• **Records for processing**:
———

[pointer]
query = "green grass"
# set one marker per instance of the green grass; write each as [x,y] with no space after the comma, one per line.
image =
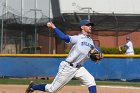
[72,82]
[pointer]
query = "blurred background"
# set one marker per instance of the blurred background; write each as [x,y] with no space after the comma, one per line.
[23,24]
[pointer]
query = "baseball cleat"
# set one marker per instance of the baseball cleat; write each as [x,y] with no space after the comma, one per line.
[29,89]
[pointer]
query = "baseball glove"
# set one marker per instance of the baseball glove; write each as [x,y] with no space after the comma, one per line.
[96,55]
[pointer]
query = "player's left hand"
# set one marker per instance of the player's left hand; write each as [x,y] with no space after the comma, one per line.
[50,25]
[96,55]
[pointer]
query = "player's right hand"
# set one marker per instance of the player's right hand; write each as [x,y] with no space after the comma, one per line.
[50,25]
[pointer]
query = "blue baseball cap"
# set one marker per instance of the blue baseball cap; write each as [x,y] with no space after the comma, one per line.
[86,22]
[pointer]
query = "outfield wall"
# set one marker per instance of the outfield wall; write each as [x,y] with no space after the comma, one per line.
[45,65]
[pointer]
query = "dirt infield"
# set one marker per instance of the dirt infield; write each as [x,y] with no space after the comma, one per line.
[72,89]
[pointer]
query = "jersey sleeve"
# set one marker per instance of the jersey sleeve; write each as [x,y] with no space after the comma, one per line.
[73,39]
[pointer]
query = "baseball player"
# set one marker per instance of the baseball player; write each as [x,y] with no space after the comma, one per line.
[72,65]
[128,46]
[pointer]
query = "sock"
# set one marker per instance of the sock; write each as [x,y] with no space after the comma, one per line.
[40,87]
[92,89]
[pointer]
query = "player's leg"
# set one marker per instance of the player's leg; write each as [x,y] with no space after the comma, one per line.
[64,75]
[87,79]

———

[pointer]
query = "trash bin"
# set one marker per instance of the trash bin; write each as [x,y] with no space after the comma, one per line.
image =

———

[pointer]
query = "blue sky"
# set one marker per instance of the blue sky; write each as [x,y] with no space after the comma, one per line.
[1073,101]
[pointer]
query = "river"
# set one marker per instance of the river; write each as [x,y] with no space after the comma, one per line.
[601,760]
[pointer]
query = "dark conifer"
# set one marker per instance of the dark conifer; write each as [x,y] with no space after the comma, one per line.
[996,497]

———

• **Task brief**: Show each line in the data where the string "grass" appears.

• **Worked solution**:
query = "green grass"
# set one marker per instance of the green grass; write each as [x,y] with no space after the comma, one per line.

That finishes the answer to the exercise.